After segregation, black Americans were still systematically excluded from economic opportunity, and forced to endure shocking and frequent examples of police brutality. Black Americans are the constant target of a nationalist politics that seeks to demonize them or any discussion of race relations at all. These injustices continue to this day, and look to continue for some time without serious and substantial cultural, economic, and political progress.

My limited understanding of the dynamics of systemic oppression and public policy comes from the writing of William Julius Wilson, American sociologist, and Harvard professor. Read his book, “The Truly Disadvantaged,” and it becomes clear how systemic factors drive the inequality we see today.

Structural forces (economy, laws) continue to worsen inequality, and will continue unabated without serious reform.

We Support Systemic Changes

To analyze the problem as systemic, means we need systemic solutions. Here are just a few organizations that are seeking fundamental change through effective and specific policy agendas. This list focuses on police reforms, resisting voter suppression, and empowering career advancement. 

Campaign Zero

https://www.joincampaignzero.org/

Campaign Zero is seeking a specific policy agenda related to police reforms. Given the video clips we’re seeing all over the internet it’s clear that police brutality is a crisis level issue in the United States, and likely has been long before the cameras were here to capture it. Campaign zero has a well researched policy platform and appear to be gaining momentum in light of all the shocking police behavior we’re seeing in 2020.

Fair Fight

We believe systemic issues won’t be fixed if voter suppression efforts are successful. Stacey Abrams, in response to outrageous voter suppression in her home state of Georgia, founded this organization to bring resources to bear in protecting peoples right to vote. Minority areas are specifically targeted for voter suppression through long wait times, last minute changes, and closing voting stations. These are constitutional violations, but require the legal funds to pursue justice. 

Thurgood Marshall College Fund

https://www.tmcf.org/

One of the highest rated non-profits focusing on helping black Americans advance their careers after college. An essential step after graduation is getting those first, high-quality positions, and this fund appears focused on this issue. A smart way to use a non-profit structure to move the needle on economic mobility that will have a multiplying effect and build a generation of leaders.

◆ Activities
(A) Summarize the text on systemic racial inequality in two sentences.
(B) Write the next part of the text on systemic racial inequality, picking up after its final sentence.

◆ Data shown
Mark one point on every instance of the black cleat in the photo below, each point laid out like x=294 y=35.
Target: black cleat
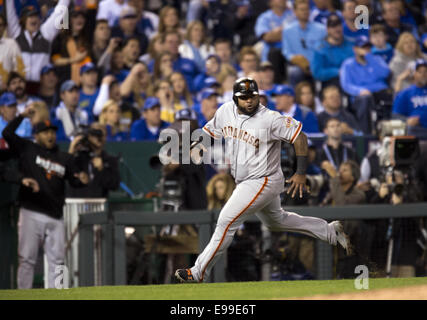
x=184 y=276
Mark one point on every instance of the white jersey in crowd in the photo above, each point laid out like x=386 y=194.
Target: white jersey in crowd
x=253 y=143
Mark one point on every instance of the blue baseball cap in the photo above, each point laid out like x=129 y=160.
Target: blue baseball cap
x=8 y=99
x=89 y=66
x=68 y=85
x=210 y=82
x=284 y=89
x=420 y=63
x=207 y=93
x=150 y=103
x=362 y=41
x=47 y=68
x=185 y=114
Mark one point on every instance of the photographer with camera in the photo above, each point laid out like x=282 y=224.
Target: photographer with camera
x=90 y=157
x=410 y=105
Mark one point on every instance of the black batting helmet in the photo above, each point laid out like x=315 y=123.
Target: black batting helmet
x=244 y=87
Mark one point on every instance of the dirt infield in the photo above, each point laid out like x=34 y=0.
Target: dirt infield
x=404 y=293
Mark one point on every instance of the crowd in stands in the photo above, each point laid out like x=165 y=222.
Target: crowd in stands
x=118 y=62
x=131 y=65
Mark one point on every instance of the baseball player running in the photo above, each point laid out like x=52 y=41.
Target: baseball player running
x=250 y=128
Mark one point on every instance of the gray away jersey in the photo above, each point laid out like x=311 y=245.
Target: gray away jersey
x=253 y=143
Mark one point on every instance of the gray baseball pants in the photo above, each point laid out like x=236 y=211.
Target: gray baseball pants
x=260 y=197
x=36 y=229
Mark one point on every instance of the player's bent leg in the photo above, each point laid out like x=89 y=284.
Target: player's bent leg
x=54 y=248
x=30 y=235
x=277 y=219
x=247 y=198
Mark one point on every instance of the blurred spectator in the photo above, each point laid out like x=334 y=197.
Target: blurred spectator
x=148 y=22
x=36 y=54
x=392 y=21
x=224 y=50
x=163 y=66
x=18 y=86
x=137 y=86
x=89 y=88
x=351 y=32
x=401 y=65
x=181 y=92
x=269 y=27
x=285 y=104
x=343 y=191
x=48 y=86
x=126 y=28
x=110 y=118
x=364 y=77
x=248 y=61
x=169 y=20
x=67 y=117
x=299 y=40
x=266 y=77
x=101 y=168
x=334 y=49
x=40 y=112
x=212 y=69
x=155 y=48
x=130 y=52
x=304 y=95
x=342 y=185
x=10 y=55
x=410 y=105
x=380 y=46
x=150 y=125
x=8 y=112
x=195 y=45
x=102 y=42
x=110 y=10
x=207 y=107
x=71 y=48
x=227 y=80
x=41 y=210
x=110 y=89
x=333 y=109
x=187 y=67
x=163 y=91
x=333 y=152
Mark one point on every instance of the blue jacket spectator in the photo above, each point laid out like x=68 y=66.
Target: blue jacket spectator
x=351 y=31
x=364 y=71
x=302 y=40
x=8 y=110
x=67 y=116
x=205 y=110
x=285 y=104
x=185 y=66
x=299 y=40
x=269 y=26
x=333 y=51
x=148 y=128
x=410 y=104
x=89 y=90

==

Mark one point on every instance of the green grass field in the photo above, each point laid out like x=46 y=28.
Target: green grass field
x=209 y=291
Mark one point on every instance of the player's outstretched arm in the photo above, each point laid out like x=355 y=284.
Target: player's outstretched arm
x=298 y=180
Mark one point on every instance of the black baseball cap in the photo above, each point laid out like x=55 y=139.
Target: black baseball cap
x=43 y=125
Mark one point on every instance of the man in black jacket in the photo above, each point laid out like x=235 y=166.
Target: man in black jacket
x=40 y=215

---

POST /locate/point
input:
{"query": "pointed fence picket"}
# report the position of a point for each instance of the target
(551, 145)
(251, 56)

◆ List of answers
(A) The text argues that black Americans remain systematically excluded from economic opportunity and subjected to police brutality, and that structural forces such as the economy and laws will keep worsening inequality without serious reform. It then lists organizations pursuing systemic change: Campaign Zero on police reform, Fair Fight on voter suppression, and the Thurgood Marshall College Fund on career advancement after college.

(B)
What We’re Doing To Help

We are small a team but we are trying to be a positive influence in the world. A few areas that make the most sense for us to do our part:

  • Fair Pricing Program (International Students, Started Summer 2020)
  • Annual Computer Lab Donation Program (We donated 5 HP workstations to Visible Men Academy 2020)
  • 20 Full Scholarships Per Semester Goal (We did 8 in summer 2020)
  • Seek Out And Lift Up Marginalized Voices
  • Be Politically Active As Artists (Support Candidates, Win Elections)

A Historic Moment

We are witnessing one of the largest global protests (perhaps THE largest) in the history of the human race. It truly feels like we’ve reached an inflection point on pain and oppression so long ignored. A generational shift was coming anyway, but with Covid-19 and great depression levels of unemployment, it seems history is about to speed up.
 
We are a small team, with a small audience of artists who take courses with us. It can seem overwhelming to think about the issues in the US, Hong Kong, Brazil, Turkey, and on and on…But we can’t use the enormity of the work as an excuse to walk away and not engage. 

Do not be daunted by the enormity of the world’s grief.  Do justly, now.  Love mercy, now.  Walk humbly, now.  You are not obligated to complete the work, but neither are you free to abandon it. ~ from The Talmud

We love the motion graphics community, although it is as flawed and unequal as the society it exists inside. The work of making our industry better, lines up with the goals of making our society better. We’re grateful to play any positive role we can in that process.